RECORDED INFORMATION:
------------------------
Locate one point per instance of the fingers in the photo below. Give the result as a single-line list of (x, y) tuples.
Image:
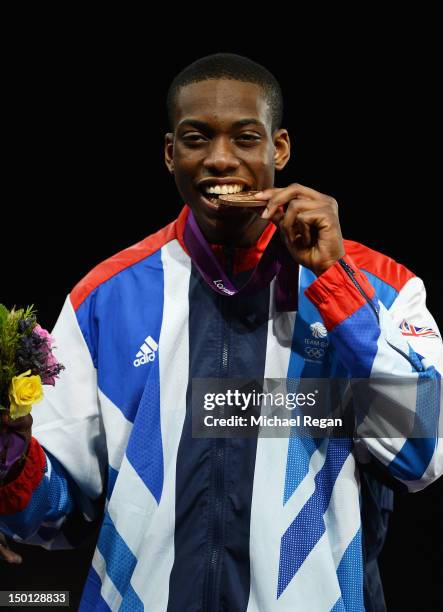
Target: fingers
[(6, 554), (277, 197)]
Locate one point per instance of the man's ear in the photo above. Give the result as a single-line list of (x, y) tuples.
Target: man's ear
[(282, 149), (169, 151)]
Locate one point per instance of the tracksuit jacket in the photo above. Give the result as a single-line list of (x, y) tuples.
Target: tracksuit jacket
[(241, 524)]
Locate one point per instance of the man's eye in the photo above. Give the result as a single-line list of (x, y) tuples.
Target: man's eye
[(193, 138), (249, 138)]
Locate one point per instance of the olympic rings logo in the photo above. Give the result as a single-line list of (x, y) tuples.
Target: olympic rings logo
[(314, 353)]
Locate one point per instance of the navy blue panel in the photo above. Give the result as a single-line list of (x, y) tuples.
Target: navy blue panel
[(211, 571)]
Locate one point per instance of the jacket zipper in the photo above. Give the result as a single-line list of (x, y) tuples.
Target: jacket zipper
[(212, 590), (350, 272)]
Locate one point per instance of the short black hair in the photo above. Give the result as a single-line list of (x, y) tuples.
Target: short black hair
[(229, 66)]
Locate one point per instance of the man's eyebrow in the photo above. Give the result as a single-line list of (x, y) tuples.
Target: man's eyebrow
[(202, 125)]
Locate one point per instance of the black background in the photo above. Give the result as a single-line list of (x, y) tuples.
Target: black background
[(85, 177)]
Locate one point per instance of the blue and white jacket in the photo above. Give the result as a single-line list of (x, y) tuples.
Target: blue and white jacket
[(267, 525)]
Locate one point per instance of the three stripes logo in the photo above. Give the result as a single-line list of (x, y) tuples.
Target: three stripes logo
[(147, 352)]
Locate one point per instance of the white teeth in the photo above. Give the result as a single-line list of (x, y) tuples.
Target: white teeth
[(221, 189)]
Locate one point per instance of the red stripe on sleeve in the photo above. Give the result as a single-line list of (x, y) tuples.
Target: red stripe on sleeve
[(336, 296), (15, 496), (133, 254), (379, 265)]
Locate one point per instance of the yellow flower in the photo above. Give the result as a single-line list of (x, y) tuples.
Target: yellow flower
[(24, 391)]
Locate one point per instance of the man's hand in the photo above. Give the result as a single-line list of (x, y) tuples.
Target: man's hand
[(6, 554), (23, 427), (309, 224)]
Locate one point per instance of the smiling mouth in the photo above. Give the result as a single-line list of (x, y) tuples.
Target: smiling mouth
[(212, 192)]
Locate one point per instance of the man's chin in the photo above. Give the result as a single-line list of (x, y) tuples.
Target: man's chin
[(227, 224)]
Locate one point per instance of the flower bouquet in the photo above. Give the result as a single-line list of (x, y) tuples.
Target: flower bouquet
[(26, 363)]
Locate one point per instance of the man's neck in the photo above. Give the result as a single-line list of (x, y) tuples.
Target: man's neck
[(230, 237)]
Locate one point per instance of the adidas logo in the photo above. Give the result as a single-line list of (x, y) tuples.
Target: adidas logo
[(147, 352)]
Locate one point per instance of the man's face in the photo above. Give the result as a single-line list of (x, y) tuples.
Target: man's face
[(223, 141)]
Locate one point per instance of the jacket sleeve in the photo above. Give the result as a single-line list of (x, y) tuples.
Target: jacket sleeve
[(62, 481), (395, 359)]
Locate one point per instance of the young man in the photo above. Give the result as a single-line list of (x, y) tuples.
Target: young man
[(263, 524)]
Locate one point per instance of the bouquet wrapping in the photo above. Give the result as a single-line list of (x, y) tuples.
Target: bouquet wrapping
[(26, 364)]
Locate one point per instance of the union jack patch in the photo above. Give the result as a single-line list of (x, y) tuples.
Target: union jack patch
[(419, 332)]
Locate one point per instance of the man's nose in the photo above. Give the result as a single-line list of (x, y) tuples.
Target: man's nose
[(221, 156)]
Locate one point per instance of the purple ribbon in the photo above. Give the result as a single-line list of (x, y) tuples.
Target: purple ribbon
[(12, 447), (275, 261)]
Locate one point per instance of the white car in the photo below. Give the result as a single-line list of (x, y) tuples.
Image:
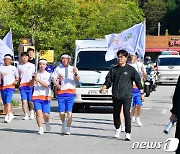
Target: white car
[(168, 67)]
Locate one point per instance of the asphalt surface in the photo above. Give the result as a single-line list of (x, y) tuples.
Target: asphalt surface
[(92, 130)]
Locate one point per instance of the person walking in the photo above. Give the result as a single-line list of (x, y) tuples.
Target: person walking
[(121, 77), (64, 78), (26, 71), (42, 95), (9, 78)]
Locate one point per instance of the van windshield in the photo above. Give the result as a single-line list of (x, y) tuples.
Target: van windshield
[(94, 60), (170, 61)]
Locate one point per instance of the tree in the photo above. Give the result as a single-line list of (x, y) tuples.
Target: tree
[(56, 24)]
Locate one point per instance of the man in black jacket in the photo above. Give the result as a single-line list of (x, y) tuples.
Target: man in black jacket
[(121, 78), (176, 112)]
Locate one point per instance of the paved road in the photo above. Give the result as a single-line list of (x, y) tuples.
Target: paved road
[(92, 130)]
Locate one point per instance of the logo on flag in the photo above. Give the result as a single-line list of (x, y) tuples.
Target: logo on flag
[(132, 40)]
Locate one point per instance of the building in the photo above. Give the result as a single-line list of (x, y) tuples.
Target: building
[(156, 44)]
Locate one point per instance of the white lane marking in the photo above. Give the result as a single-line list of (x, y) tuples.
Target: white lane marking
[(164, 111), (147, 108)]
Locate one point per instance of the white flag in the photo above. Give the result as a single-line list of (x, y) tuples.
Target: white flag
[(4, 49), (132, 40)]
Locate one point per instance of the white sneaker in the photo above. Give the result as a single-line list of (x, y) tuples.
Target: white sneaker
[(138, 121), (48, 127), (117, 133), (26, 117), (133, 119), (11, 117), (63, 128), (122, 128), (41, 131), (6, 119), (32, 114), (68, 131), (127, 137)]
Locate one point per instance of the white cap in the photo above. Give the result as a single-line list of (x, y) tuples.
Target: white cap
[(8, 57)]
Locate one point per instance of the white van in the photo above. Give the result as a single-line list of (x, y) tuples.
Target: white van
[(168, 68), (92, 68)]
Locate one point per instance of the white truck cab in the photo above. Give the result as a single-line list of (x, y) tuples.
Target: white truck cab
[(92, 69)]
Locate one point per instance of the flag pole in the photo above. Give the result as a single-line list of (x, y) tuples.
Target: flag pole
[(139, 36)]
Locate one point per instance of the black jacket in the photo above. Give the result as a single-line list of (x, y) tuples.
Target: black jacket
[(176, 101), (121, 79)]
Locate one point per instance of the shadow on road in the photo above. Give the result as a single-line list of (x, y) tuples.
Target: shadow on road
[(92, 109)]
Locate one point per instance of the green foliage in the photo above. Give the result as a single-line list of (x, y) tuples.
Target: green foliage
[(15, 103), (172, 16), (56, 24), (155, 11)]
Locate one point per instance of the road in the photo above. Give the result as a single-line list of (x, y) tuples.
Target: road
[(92, 130)]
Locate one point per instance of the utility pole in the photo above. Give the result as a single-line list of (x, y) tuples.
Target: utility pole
[(159, 25)]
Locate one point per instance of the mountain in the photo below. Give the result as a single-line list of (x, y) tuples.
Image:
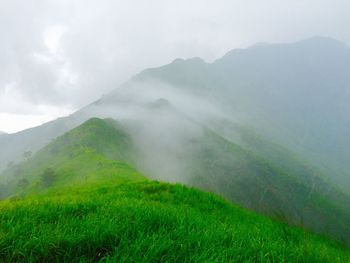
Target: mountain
[(199, 157), (294, 93), (265, 127), (83, 201)]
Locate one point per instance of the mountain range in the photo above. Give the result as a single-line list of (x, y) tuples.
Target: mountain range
[(264, 127)]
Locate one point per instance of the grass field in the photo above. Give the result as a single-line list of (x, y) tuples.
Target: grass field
[(92, 208), (148, 221)]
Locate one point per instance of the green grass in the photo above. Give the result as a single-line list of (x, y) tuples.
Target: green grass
[(102, 209), (149, 222)]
------------------------
WHAT IS EXPECTED: Copy all of the rows above word for word, leaving out the pictures.

TASK OUTPUT:
Locate one point per instance of the fingers in the photo below. Give the result as a single-line list of (x, y) tuples.
Image:
Target: fingers
[(6, 554), (277, 197)]
Locate one point per instance of the man's ear in the photo above. Give the result as a single-line list of (x, y) tuples.
Target: man's ear
[(282, 149), (169, 151)]
Locate one point per instance of the tracksuit jacket in the photo above. Give the result as a single-line list of (x, y) tuples.
Target: tracksuit jacket
[(241, 524)]
Locate one point per instance of the man's eye in the photo above. Give the result as a single-line list of (x, y) tuples.
Target: man's eye
[(193, 138), (249, 138)]
Locate one point per instance of the olympic rings logo in the photo above. Give the result as a single-line list of (x, y) tuples.
Target: olympic rings logo
[(314, 353)]
Locate one point per instance of the navy blue panel in the photo above. Give the result as a single-line list of (x, y) tuples.
Target: navy blue panel
[(211, 571)]
Locate one point per instance of the jacket zipper in the photo above. Give the result as a single-line list of (x, y) tuples.
Target: jacket zipper
[(212, 590), (350, 272)]
Locate one point per instance of the short black hair in the photo above. Give the result as a single-line list of (x, y) tuples.
Target: short black hair
[(229, 66)]
Locate one point per instance of the man's eyebrow in the photo above. Give the result as a single-line list of (x, y) tuples.
Target: man's eyebrow
[(202, 125)]
Locate one point per instance of the black background in the photo above. Give the result as a single-line list of (x, y) tuples.
Target: black background
[(85, 177)]
Locate one point per instance of the blue and white jacket in the photo above. Give the result as a single-line list of (x, y) tuples.
Target: blue and white jacket
[(267, 525)]
Locate one point per instance of the three stripes logo in the photo above. Give the result as a single-line list of (x, y) tuples.
Target: three stripes logo
[(147, 352)]
Locate one point per instance of the white teeth in the photo above. Give the result as a single-line list of (x, y) tuples.
Target: white teeth
[(221, 189)]
Locate one point per instance of the red stripe on sleeve in the photo above. Give the result as a single-line list of (x, y) tuples.
Target: red stripe on sleeve
[(336, 296), (15, 496), (133, 254), (379, 265)]
Locate one point per instance of the yellow flower in the photo above. Give the result as a single-line list of (x, y) tuples.
Target: yellow flower
[(24, 391)]
Locate one point per instance of the man's hand in the photo above. Give the result as a single-line list of (x, y) tuples.
Target: man's hand
[(6, 554), (23, 427), (309, 224)]
Locate one point per instance of the smiling mouth in the photo above. Give the result as a single-line list of (x, y) tuples.
Target: smiling mouth
[(212, 192)]
Locate one point per instance of the man's chin in the photo above. Give the result as a single-line list of (x, y) tuples.
Target: man's chin
[(227, 224)]
Locate one point per instance of the flower bouquet in the photo above. Give the result as a single-line list of (x, y) tuples.
Target: flower bouquet
[(26, 363)]
Locate one point per instance of the man's neck in the photo above. Give the result as a single-line list of (x, y) tuples.
Target: man's neck
[(230, 237)]
Locate one point per instance of the adidas logo in the photo above. Give the result as a single-line list of (x, y) tuples.
Target: adidas logo
[(147, 352)]
Locate one point per instance of the man's face in the photo above. Give the result as a single-line list of (x, y) tuples.
Target: man's face
[(223, 141)]
Locate one point per instance of the jacket sleeve in the photo above. Give the result as a single-line list of (x, y) tuples.
Target: jacket sleeve
[(62, 481), (395, 359)]
Locate one point per instance of the young man in the photo above. Give the result as a single-line list of (x, y) tuples.
Target: young man
[(263, 524)]
Locate one point per instance of the bouquet wrapping in the photo above. Give the result as a single-line list of (x, y) tuples.
Target: bouquet wrapping
[(26, 364)]
Locate one point per instance of the union jack patch in the photo above. Give the result as a single-line list of (x, y) tuples.
Target: union jack patch
[(419, 332)]
Locate one point per instance of the man's nose in the photo above. Give the result as a single-line list of (x, y) tuples.
Target: man's nose
[(221, 156)]
Locate one point per instance of the purple ribbon in the photo above. Give the result as a single-line list of (x, y) tuples.
Target: purple ribbon
[(12, 447), (275, 261)]
Locate one point per instance of the white car in the photo below. Give the result as a single-line list of (x, y) tuples.
Image:
Target: white car
[(168, 67)]
Locate one point per instance of the asphalt surface in the photo above. Give the result as a single-line list of (x, y) tuples.
Target: asphalt surface
[(92, 130)]
Locate one point per instance of the person walking in the photo above. Give the result as a single-line list of (x, y) tuples.
Target: person walking
[(121, 77), (64, 78), (26, 71), (42, 95), (9, 78)]
Locate one point per instance of the van windshield in the photo above. Give the result as a single-line list of (x, y) tuples.
Target: van windshield
[(94, 60), (170, 61)]
Locate one point per instance of the tree in the photo above. Give the result as a single-line list of (x, y) tuples.
Target: tree
[(56, 24)]
Locate one point per instance of the man in black jacket in the photo above. Give the result as a single-line list of (x, y) tuples.
Target: man in black jacket
[(121, 78), (176, 112)]
Locate one point per instance of the paved road in the photo above. Give the result as a single-line list of (x, y) tuples.
Target: paved road
[(92, 130)]
Locate one point per instance of the logo on flag in the photo above. Give the result as a single-line list of (x, y) tuples.
Target: logo on flag
[(132, 40)]
Locate one point per instance of the building in the photo above. Give the result as a single-line list of (x, y) tuples.
Target: building
[(156, 44)]
Locate one point per instance of the white lane marking in the photo above. Give the result as a single-line list of (x, y) tuples.
Target: white lane marking
[(164, 111), (147, 108)]
Locate one point per instance of the white flag in the photo above. Give the result as a single-line list of (x, y) tuples.
Target: white flag
[(4, 49), (132, 40)]
Locate one point per instance of the white sneaker in the photo above. Give the result as a single-line list of (x, y) tuples.
Target: white sneaker
[(138, 121), (48, 127), (117, 133), (26, 117), (133, 119), (11, 117), (63, 128), (122, 128), (41, 131), (6, 119), (32, 114), (68, 131), (127, 137)]
Locate one point per instance of the white cap in the photo above. Give the result as a single-line list of (x, y) tuples.
Target: white cap
[(8, 57)]
Locate one point per instance of the white van in the photo above. Give the result as a single-line list of (x, y) tuples.
Target: white van
[(168, 68), (92, 68)]
Locate one point per instance of the white truck cab in the photo above. Give the result as a single-line list of (x, y) tuples.
Target: white truck cab
[(92, 69)]
Locate one point per instance of the flag pole in the photo above. Give the result as a single-line list of (x, y) tuples.
Target: flag pole
[(139, 36)]
Locate one point per instance of the black jacket in the photo above. Give the result as a single-line list of (x, y) tuples.
Target: black jacket
[(176, 101), (121, 79)]
Locate one point per instance of the shadow on road in the photo above. Give the result as a single-line list of (x, y) tuples.
Target: shadow on road
[(92, 109)]
Locate one point per instance of the green foliage in the photo above. Give the result as a single-line list of (x, y) tuples.
Target: green foliage
[(15, 103), (172, 16), (56, 24), (155, 11)]
Locate one point per instance of the road in the photo above. Give the result as a single-line list of (x, y) tuples.
Target: road
[(92, 130)]
Locate one point per instance of the utility pole in the photo above. Give the result as a single-line list of (x, y) tuples.
Target: utility pole
[(159, 25)]
Locate one point per instance of the mountain in the photo below. Give the result as a single-line list of (x, y) tuples.
Image:
Target: mountain
[(199, 157), (294, 93), (265, 127), (83, 201)]
Locate one point per instance of the mountain range in the photo above. Give the result as a single-line list of (x, y) tuples.
Target: mountain range
[(264, 127)]
Locate one point per instance of the grass field in the photo above. Give the result as a single-line list of (x, y) tuples.
Target: grass field
[(92, 208), (148, 221)]
Locate one point per instance of the green grass in the photo above. Give the result as a single-line list of (x, y) tuples.
Target: green grass
[(102, 209), (149, 222)]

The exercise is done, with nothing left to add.